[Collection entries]

_ _ _ _

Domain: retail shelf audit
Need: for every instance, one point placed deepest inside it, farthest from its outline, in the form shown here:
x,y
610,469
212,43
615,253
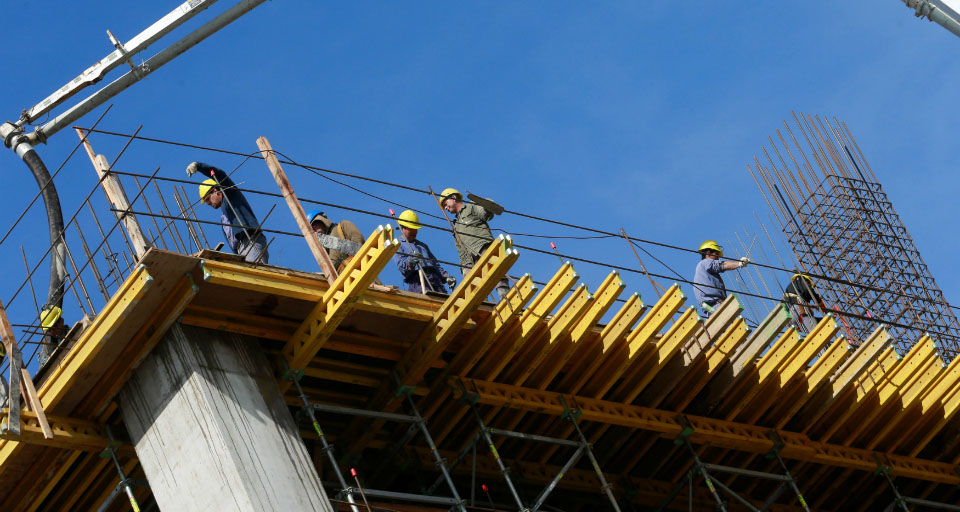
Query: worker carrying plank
x,y
416,262
471,233
798,296
240,225
341,240
708,285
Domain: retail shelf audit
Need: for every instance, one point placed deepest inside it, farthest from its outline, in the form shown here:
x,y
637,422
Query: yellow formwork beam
x,y
68,433
606,294
865,355
264,281
492,265
709,431
729,341
496,324
656,319
531,319
612,339
621,323
477,284
362,269
911,382
650,324
711,330
815,342
538,359
813,379
922,361
649,359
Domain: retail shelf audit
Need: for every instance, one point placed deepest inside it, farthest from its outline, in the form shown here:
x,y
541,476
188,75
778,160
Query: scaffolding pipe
x,y
42,133
937,11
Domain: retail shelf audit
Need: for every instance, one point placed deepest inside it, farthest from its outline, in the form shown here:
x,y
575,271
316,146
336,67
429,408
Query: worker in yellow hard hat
x,y
472,234
708,285
415,260
797,296
240,225
340,253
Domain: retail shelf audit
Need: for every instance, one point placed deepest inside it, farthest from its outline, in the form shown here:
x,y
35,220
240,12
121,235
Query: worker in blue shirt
x,y
417,264
708,286
240,225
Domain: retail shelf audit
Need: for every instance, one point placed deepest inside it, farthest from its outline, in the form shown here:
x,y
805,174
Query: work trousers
x,y
255,251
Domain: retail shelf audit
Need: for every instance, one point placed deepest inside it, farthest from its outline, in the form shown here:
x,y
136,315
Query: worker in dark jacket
x,y
708,286
471,233
798,296
416,262
344,230
240,225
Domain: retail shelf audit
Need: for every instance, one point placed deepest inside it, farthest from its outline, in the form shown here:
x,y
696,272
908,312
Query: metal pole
x,y
593,461
131,77
327,447
441,463
496,456
123,478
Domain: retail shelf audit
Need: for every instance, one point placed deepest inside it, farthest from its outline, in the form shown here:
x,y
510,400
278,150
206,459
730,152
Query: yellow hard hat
x,y
447,192
206,187
409,219
712,245
49,316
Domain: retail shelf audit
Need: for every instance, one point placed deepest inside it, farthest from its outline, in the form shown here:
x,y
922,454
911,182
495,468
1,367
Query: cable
x,y
519,214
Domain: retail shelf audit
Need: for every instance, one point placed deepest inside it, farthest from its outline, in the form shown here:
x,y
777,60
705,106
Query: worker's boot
x,y
3,393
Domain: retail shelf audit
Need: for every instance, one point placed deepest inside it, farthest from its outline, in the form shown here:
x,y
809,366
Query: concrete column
x,y
211,428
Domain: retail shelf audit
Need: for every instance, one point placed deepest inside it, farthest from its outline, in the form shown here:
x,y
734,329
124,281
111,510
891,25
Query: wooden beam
x,y
319,253
117,197
340,298
20,382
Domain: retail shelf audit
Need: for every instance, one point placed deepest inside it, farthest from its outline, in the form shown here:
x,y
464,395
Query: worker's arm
x,y
733,265
405,263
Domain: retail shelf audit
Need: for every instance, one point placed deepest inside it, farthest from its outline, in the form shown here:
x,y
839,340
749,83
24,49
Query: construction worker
x,y
471,233
416,262
708,286
351,239
54,330
240,225
797,297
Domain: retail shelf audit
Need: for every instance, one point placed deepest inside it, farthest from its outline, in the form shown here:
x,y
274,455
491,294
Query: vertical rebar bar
x,y
92,263
172,225
146,204
78,279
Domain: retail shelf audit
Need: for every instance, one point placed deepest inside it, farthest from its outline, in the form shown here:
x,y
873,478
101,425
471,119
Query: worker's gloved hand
x,y
414,260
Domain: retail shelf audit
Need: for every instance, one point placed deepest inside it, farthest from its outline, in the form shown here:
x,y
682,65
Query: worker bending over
x,y
797,297
340,252
708,286
416,262
240,225
471,233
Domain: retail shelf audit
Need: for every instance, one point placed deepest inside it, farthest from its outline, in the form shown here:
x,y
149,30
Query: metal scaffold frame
x,y
582,446
415,419
703,469
845,233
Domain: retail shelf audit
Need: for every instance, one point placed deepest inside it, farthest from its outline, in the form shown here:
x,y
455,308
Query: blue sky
x,y
640,115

_ _ _ _

TASK REQUIREMENTS: Please repeat the entries above exactly, leaving out any pictures.

OUTPUT BELOW:
Domain: retail shelf audit
Need: for every instance, one point placed deepest inside it, farthest from its outline, in the form shown here:
x,y
610,469
212,43
615,253
Query: worker carrying plank
x,y
416,262
471,233
798,296
240,225
341,240
708,285
Domain: retail shelf audit
Need: for every instance, one point placed deepest inside it, farthest from its outline, in the form shown here:
x,y
637,422
Query: yellow formwork beam
x,y
68,433
606,294
865,355
264,281
492,265
709,431
729,341
496,324
656,319
531,319
612,339
621,323
477,284
362,269
911,382
650,324
711,330
815,342
538,359
813,379
922,361
649,359
Domain: retail shelf audit
Need: for every instance, one point placed deepest inside it, farthest from its outline, in the form shown here:
x,y
541,476
188,75
778,160
Query: scaffolding pipe
x,y
42,133
937,11
Domain: retail shelf audit
Need: for every instance, one point placed deepest inside it, farthest from its outline, in the form shown here:
x,y
575,271
316,146
336,67
429,408
Query: worker in yellow hard hat
x,y
472,234
708,285
415,260
797,296
240,225
340,253
Domain: retail shelf audit
Need: for every instance, one point placed deepest inside it, farthest from its outline, in the form shown here:
x,y
35,220
240,12
121,235
Query: worker in blue shirt
x,y
417,264
708,286
240,225
Domain: retail shelf audit
Need: for every instance, one point placed deepest inside it, farthest from its outline, in the form shown here:
x,y
805,174
Query: work trousers
x,y
255,251
Domain: retail shelf audit
Need: for every instance, one point placed deepest inside it, farthest from its outline, in the form shown here:
x,y
136,315
Query: worker in dark jacket
x,y
708,286
471,233
798,296
416,262
344,230
240,225
Domain: retail shelf audit
Need: for every instance, one point placed deepest inside it, farthest from its outline, in the form shown here:
x,y
696,272
908,312
Query: metal pole
x,y
593,461
131,77
327,447
441,463
496,456
123,478
Domain: retail shelf audit
Need: for every instance, one point placed deepest inside it, farthest from its outline, in the form shown here:
x,y
510,400
278,150
206,459
730,152
Query: yellow hard hat
x,y
447,192
206,187
409,219
712,245
49,316
Domain: retail shelf audit
Need: for every instance, one point placed deepest inside it, farthest from its outline, in the form shown here:
x,y
922,454
911,182
495,468
1,367
Query: cable
x,y
519,214
Domain: retail shelf audit
Need: for every instance, one point placed deepest inside it, farthest from its outline, in the form shown here:
x,y
777,60
705,106
Query: worker's boot
x,y
3,393
Domain: retail shelf audit
Need: for every instance, one point placed deepest inside it, farthest from its outline, in the form shown here:
x,y
809,366
Query: concrete column
x,y
211,428
Domain: retail shelf audit
Need: for every instance, one point placed deepest inside it, farthest from its outline, in the form shown here:
x,y
734,329
124,281
111,510
891,25
Query: wooden beam
x,y
319,253
117,197
340,298
20,382
Domain: retail shelf audit
Need: for every instance, one point placed deepest inside it, farthest from its outline, in the form shown here:
x,y
464,395
Query: worker's arm
x,y
733,265
405,263
Domain: retail shelf audit
Need: for every instance, one point placed deepest inside it, farthest from its outline, in the form shown here:
x,y
839,340
749,83
24,49
Query: construction worker
x,y
471,233
416,262
708,286
351,239
54,330
240,225
797,297
Domain: retail shelf audit
Need: for every instance, one point placed deepest inside it, farthest from its outline, in the form shown here:
x,y
274,455
491,294
Query: vertical rebar bar
x,y
92,263
172,225
146,204
78,279
Domain: retail shelf audit
Need: for every instance, one point placed deepest inside it, farthest from its outline, in the form shown here:
x,y
873,478
101,425
471,119
Query: worker's gloved hand
x,y
414,260
Domain: retail shelf audit
Need: for every instance, one point placed deepest inside it, farthest from its outline, in the form shown here:
x,y
682,65
Query: worker bending over
x,y
797,297
340,252
708,286
416,262
240,225
471,233
Domain: retail shelf audit
Need: for every instance, one point placed deepest inside it, farthest from its outline, in the form shown here:
x,y
149,30
Query: metal scaffold frame
x,y
582,446
415,419
703,469
845,233
Domain: retail shelf audit
Need: for every instance, one point placed deepest inside it, farthest from its outline, in the form shown here:
x,y
455,308
Query: blue sky
x,y
640,115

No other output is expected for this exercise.